═══ DONNÉES DE TRAVAIL ═══
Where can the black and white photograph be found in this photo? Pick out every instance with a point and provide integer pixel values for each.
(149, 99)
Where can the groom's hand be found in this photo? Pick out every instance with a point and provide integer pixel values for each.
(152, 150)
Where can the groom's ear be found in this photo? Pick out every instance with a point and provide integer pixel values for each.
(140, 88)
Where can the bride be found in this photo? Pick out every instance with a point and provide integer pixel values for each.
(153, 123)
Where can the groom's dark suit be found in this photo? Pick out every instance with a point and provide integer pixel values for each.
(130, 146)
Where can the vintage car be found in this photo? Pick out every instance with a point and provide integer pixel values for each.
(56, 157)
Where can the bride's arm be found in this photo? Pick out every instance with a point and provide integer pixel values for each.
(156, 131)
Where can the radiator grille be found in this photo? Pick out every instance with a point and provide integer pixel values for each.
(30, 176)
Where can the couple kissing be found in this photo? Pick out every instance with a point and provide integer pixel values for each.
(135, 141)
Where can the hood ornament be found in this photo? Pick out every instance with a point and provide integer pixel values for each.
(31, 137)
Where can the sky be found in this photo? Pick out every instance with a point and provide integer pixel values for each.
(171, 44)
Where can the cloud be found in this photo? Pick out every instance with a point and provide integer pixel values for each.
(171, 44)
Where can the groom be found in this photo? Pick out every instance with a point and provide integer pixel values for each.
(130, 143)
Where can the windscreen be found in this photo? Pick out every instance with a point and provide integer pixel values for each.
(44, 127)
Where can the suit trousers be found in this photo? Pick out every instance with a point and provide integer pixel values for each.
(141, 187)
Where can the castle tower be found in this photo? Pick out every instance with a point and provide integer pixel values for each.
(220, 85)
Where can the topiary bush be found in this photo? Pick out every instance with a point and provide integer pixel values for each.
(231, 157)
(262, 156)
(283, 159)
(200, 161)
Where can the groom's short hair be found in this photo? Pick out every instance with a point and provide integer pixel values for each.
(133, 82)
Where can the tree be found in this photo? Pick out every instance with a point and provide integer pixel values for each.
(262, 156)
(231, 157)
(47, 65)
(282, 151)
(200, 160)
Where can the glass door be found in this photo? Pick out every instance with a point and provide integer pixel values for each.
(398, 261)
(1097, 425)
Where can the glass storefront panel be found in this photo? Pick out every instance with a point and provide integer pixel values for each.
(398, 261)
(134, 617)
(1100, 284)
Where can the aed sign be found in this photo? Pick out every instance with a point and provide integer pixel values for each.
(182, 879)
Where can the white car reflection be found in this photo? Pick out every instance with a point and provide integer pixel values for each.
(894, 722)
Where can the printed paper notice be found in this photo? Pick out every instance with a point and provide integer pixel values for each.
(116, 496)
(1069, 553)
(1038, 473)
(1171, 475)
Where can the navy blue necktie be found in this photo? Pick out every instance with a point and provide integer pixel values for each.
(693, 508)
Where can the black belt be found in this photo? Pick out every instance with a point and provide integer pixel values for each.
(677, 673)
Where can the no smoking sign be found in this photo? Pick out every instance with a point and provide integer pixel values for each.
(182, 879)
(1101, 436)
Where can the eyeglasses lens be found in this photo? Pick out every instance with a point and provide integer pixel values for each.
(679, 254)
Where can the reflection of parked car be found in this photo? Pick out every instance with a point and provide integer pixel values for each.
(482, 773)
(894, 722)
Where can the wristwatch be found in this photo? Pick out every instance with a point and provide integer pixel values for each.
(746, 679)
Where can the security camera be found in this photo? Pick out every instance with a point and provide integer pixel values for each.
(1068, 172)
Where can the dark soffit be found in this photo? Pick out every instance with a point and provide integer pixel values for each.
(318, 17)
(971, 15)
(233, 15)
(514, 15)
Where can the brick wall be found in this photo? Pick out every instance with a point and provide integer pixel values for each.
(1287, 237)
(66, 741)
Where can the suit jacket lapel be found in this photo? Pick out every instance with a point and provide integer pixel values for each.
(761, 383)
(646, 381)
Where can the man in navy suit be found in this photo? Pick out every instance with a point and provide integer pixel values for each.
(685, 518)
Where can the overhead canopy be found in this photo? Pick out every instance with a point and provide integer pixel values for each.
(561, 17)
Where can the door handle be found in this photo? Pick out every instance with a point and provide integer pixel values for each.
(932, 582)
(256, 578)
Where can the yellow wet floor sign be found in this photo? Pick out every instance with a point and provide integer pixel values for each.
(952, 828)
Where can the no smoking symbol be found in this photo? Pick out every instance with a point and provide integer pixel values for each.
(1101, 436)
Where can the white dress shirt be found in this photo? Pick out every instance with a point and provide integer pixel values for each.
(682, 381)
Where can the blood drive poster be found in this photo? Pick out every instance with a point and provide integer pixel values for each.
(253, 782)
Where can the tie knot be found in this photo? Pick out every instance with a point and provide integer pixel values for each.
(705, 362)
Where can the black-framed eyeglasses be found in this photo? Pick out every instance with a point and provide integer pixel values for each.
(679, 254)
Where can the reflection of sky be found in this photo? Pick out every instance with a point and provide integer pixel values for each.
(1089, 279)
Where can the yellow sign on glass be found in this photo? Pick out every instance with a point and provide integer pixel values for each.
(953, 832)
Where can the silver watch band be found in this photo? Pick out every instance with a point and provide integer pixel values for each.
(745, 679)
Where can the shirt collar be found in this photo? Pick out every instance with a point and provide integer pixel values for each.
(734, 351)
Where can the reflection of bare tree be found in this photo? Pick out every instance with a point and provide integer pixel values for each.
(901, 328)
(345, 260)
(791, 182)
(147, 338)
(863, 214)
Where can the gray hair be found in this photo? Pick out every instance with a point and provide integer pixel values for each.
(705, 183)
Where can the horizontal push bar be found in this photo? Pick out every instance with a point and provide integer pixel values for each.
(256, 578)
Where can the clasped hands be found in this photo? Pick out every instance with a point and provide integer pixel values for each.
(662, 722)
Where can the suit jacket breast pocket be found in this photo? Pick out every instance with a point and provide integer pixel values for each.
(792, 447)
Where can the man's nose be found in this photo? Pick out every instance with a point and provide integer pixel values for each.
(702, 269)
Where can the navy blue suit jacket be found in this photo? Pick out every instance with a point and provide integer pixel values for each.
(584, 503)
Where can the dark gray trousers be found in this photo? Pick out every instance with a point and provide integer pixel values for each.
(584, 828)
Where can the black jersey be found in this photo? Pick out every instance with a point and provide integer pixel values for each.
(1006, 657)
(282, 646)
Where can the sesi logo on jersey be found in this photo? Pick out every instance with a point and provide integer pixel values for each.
═══
- **TÂCHE À RÉALISER**:
Pouvez-vous retaper à l'identique toutes les lignes ci-dessus, sans en omettre aucune ?

- **RÉSULTAT**:
Where can the black and white photograph be found in this photo? Pick out every instance with a point and provide integer pixel values for each.
(149, 99)
Where can the groom's hand be found in this photo? Pick out every instance with a point and provide integer pixel values for each.
(152, 150)
Where can the groom's ear be found in this photo? Pick out every instance with a point and provide integer pixel values for each.
(140, 88)
Where can the bride be found in this photo? Pick out every instance with a point and provide integer pixel values for each.
(153, 123)
Where can the groom's dark suit be found in this photo? Pick out every instance with a point and provide integer pixel values for each.
(130, 146)
Where can the vintage car be found in this photo? Pick out every instance with a point and provide integer pixel values for each.
(56, 157)
Where can the bride's arm be found in this photo? Pick out every instance with a point and provide integer pixel values for each.
(156, 131)
Where can the radiator grille be found in this photo? Pick out every instance with a point and provide integer pixel values for each.
(30, 176)
Where can the couple kissing be found in this photo? Pick out every instance with a point and provide integer pixel values for each.
(135, 141)
Where can the hood ornament be found in this photo? Pick out every instance with a point and provide integer pixel values for each.
(31, 137)
Where can the sky be found in this photo? Pick out every instance with a point and provide integer pixel values for each.
(171, 44)
Where can the cloud be found in this photo? Pick out every instance with a point and provide integer pixel values for each.
(171, 44)
Where can the groom be found in this photo? Pick out every instance with a point and provide integer pixel values for each.
(130, 143)
Where can the windscreen be found in this photo? Pick out every instance with a point and provide integer pixel values for each.
(44, 127)
Where can the suit trousers be found in this photo? Pick out every instance with a point and provide integer pixel values for each.
(141, 187)
Where can the castle tower be found in this photo? Pick out every instance with a point and provide integer pixel values for each.
(220, 85)
Where can the topiary bush be found in this photo? Pick out every instance with a point and provide integer pixel values for each.
(231, 157)
(262, 156)
(283, 159)
(200, 161)
Where can the groom's short hair be found in this photo? Pick out every instance with a point and provide integer pixel values for each.
(133, 82)
Where can the tree be found in this photo? Pick out every instance with a point and provide integer pixel values for each.
(262, 156)
(231, 157)
(47, 65)
(282, 151)
(200, 160)
Where can the glass door be found in this photo? Pick out every instance with a point and provide integer pixel values for each.
(398, 261)
(1097, 425)
Where can the glass storefront panel be found in this photo? Pick out every instance with a point and provide integer pixel values for each.
(398, 261)
(134, 617)
(1100, 284)
Where can the aed sign be found in this photo? Pick out every instance with a point and provide integer pixel values for each.
(182, 879)
Where can the white car reflection be found in this photo? Pick out every instance with a point and provide integer pixel values for each.
(894, 722)
Where can the printed paper notice be found in this photo? Pick out every instance with a point and provide integer pixel values for each.
(116, 496)
(1069, 553)
(1038, 473)
(1171, 475)
Where can the navy blue necktie be found in this photo? Pick out every instance with a point and provide integer pixel values for each.
(693, 508)
Where can the black belt be found in this photo? Pick out every instance with a point and provide integer pixel values for each.
(677, 673)
Where can the no smoking sign be found in this photo? Pick out every instance with a point and provide integer pixel values for each.
(182, 879)
(1101, 436)
Where can the eyeglasses lens be found in this photo? Pick out every instance with a point and provide integer pixel values for each.
(679, 254)
Where can the reflection of parked car be found in this photo? Pick out every instance with a point and provide integer pixel values for each.
(482, 773)
(894, 722)
Where can the wristwatch be found in this photo? Pick out every instance with a point and provide integer pixel values for each.
(746, 679)
Where can the security camera be found in this photo? Pick out every instance with a point and provide integer pixel values for each.
(1068, 172)
Where can the dark soffit be found in this photo? Pick out every instance with a point and provide integer pixel values for each.
(318, 17)
(971, 15)
(233, 15)
(514, 15)
Where can the brick wall be found in this photo? Pick out every instance with a point and provide integer pixel values for each.
(1287, 237)
(66, 741)
Where can the suit jacket lapel be found in this photo? Pick out every instance with a point and provide integer pixel values for each.
(761, 383)
(646, 381)
Where can the man in navy suit be found in this photo? Pick out every instance with a point and provide integer pixel values for each.
(685, 518)
Where can the overhead canopy be found in this photo? Pick out every instance with a point and provide integer pixel values for each.
(561, 17)
Where can the door handle be found in this photo? Pick out every instance with a point and provide integer pixel values for each.
(932, 582)
(256, 578)
Where can the yellow wet floor sign be found in this photo? Pick out every instance with a point and provide integer pixel values for each.
(952, 828)
Where can the no smoking symbol be found in this photo? Pick out every instance with a point and provide integer pixel values for each.
(1101, 436)
Where can the white dress shirt be found in this photo? Pick out every instance with a point and provide integer pixel values for each.
(682, 381)
Where can the blood drive poster be found in this photo? Pick out every instance with a point and provide integer pixel values for each.
(253, 782)
Where can the tie knot be found in this photo? Pick out every instance with a point and provide integer pixel values for each.
(705, 362)
Where can the black-framed eyeglasses be found in this photo? Pick out every instance with a point and provide integer pixel values for each.
(679, 254)
Where can the reflection of sky be found in this photo? Pick out every instance with a point and provide integer pixel values for each.
(1089, 279)
Where can the yellow sign on glass be found in this photo? Pick out every instance with a point and provide integer pixel values for each.
(953, 832)
Where can the silver watch band be found in this photo? Pick out every instance with a point and provide integer pixel values for each.
(745, 679)
Where can the shirt collar be found in this photo? Pick out every instance with a point and provide integer pixel values for each.
(734, 351)
Where can the reflection of bare tree be found in this photo? Pick out every instance with a point and provide integer pixel values for each.
(901, 328)
(345, 260)
(791, 182)
(147, 338)
(863, 214)
Where can the gray hair be found in this photo? Pick out every instance with a point and provide integer pixel values for each.
(705, 183)
Where can the horizontal push bar be found in this photo? Pick out every instance with a point and provide integer pixel values for each.
(256, 578)
Where can the clasped hands be found in this photo? Pick out every instance with a point and provide integer pixel values for each.
(662, 722)
Where can the suit jacket breast pocket be found in this photo? Pick out every instance with a point and provide integer pixel values for each.
(792, 447)
Where can the man's nose be found in this photo? Pick out every instance with a point and provide integer pixel values for each.
(702, 269)
Where can the navy blue suit jacket be found in this photo? Pick out every instance with a point and provide integer pixel values for each.
(584, 503)
Where can the dark gray trousers be found in this photo? Pick out every instance with a point and provide integer pixel values for each.
(584, 828)
Where can the black jersey be found in this photo? Pick out every instance with a point and provide integer pixel values for each.
(1006, 657)
(282, 646)
Where can the sesi logo on jersey be found in this photo? Pick out every instance with a point and provide integer pixel values for each.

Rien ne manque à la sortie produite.